* **Assignment**
Search each line below for the word "written" and list those that contain it.

* **Data supplied**
===

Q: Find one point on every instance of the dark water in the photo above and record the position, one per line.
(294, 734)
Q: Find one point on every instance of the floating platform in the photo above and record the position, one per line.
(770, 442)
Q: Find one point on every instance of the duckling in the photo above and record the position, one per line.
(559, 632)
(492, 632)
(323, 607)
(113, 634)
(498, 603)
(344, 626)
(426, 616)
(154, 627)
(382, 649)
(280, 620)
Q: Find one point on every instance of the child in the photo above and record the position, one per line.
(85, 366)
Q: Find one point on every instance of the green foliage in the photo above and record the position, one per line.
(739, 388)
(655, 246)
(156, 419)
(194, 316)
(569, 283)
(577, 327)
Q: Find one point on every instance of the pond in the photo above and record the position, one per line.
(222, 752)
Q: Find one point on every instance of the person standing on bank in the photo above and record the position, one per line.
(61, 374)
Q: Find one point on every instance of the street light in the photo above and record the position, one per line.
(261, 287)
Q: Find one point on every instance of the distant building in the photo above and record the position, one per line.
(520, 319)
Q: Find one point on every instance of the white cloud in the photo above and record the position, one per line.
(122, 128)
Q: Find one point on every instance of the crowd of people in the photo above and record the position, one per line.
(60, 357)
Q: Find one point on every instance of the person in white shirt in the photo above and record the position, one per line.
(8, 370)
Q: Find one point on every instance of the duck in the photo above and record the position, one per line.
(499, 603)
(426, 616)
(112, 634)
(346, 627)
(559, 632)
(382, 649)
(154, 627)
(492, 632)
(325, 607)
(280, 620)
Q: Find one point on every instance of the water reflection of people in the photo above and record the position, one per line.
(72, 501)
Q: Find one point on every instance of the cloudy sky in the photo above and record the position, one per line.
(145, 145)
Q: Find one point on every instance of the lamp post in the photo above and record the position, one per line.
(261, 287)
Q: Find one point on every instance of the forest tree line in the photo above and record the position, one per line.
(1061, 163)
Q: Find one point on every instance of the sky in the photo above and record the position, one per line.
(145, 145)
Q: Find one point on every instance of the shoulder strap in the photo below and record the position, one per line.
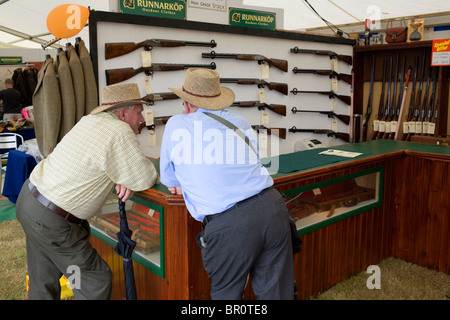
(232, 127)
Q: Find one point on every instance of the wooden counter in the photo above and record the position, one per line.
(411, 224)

===

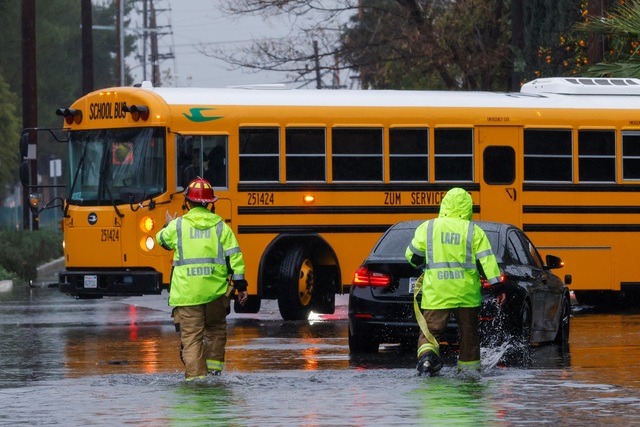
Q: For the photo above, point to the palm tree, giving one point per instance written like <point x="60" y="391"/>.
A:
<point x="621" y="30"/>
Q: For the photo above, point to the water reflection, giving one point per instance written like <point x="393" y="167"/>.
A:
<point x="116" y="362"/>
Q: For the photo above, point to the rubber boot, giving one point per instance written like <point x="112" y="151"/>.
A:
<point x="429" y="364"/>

===

* **Result of the task**
Q: For the photo above, point to the palm tree, giving one point per instance written like <point x="60" y="391"/>.
Q: For the photo above, point to the water reflection, giving one point per instance written like <point x="393" y="167"/>.
Q: For the photo above, point to the rubber boot, giving one point per instance written like <point x="112" y="151"/>.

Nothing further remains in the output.